• Breve esercizio:
Trascrivi parola per parola il passo del testo sui vini poco conosciuti che comincia con "Un aspetto che" e prosegue fino a "non fregargliene nemmeno.".

• Testo di partenza:
----------------

Un aspetto che mi conforta e che stimola sempre aspettative tutte nuove è quello che riguarda il lato oscuro della ribalta, tutto ciò che sta in penombra. Quella fitta rete di vignaioli e di piccoli-grandi vini che per una ragione o per l’altra non hanno ancora i riflettori della notorietà puntati addosso. Perché sono ancora troppo pochi coloro che li riconoscono per quanto valgono, perché magari trattasi di giovani realtà, perché la comunicazione è quella che è, perché i vini sono quello che sono. Perché dei riflettori, forse, potrebbe non fregargliene nemmeno.

Insomma, non si vive di soli nomi noti, ecco. Una consapevolezza questa che mi aiuta a riemergere dal cono d’ombra tipico del criticone, immerso a discettare di pedisseque e micragnose puntualizzazioni notarili, quasi a tarpare le ali alla spontaneità e al mero trasporto emozionale. Ed è per questo che invariabilmente mi prende la voglia di parlare dei vini fuori dal coro, dei vini obliqui, dei vini che non ti aspetti, di quelli che non conoscevi, di quelli che scartano di lato (come il bufalo, ci direbbe il De Gregori), di quelli che- indipendentemente dal tasso di complessità- disegnano traiettorie stilistiche con le quali è bello averci a che fare. Di quelli che ti attraggono e non sai perché. O forse lo sai ma non ti importa di spiegarne i motivi.

----------------

• Righe del dataset:
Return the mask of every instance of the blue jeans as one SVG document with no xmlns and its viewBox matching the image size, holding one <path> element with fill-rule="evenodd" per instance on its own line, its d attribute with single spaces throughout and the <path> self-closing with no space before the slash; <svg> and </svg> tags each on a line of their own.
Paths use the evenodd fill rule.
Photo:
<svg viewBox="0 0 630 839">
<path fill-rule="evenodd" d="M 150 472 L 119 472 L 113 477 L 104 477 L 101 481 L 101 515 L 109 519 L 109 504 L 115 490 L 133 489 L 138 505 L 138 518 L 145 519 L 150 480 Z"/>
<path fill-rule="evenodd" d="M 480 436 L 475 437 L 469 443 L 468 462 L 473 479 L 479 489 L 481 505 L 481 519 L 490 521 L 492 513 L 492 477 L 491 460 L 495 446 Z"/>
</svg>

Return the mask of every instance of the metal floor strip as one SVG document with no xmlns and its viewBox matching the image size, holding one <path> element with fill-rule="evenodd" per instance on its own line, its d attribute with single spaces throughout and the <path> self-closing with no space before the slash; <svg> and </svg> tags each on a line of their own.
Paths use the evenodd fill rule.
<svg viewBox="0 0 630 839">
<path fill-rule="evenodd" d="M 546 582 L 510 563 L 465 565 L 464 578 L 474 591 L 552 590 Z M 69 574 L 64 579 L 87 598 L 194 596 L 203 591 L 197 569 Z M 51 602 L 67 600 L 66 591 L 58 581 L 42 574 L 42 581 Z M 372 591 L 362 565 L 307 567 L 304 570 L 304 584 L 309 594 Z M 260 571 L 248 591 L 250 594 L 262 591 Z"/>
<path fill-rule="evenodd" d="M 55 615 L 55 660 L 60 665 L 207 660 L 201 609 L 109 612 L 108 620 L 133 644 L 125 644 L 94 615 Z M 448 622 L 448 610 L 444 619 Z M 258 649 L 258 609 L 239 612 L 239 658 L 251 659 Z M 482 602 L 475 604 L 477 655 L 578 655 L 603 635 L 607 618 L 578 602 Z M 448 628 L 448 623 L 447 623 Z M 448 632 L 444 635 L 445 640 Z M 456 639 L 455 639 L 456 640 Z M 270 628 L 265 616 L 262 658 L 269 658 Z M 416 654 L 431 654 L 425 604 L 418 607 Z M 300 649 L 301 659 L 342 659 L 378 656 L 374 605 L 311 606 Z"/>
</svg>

----------------

• Risultato dell'esercizio:
Un aspetto che mi conforta e che stimola sempre aspettative tutte nuove è quello che riguarda il lato oscuro della ribalta, tutto ciò che sta in penombra. Quella fitta rete di vignaioli e di piccoli-grandi vini che per una ragione o per l’altra non hanno ancora i riflettori della notorietà puntati addosso. Perché sono ancora troppo pochi coloro che li riconoscono per quanto valgono, perché magari trattasi di giovani realtà, perché la comunicazione è quella che è, perché i vini sono quello che sono. Perché dei riflettori, forse, potrebbe non fregargliene nemmeno.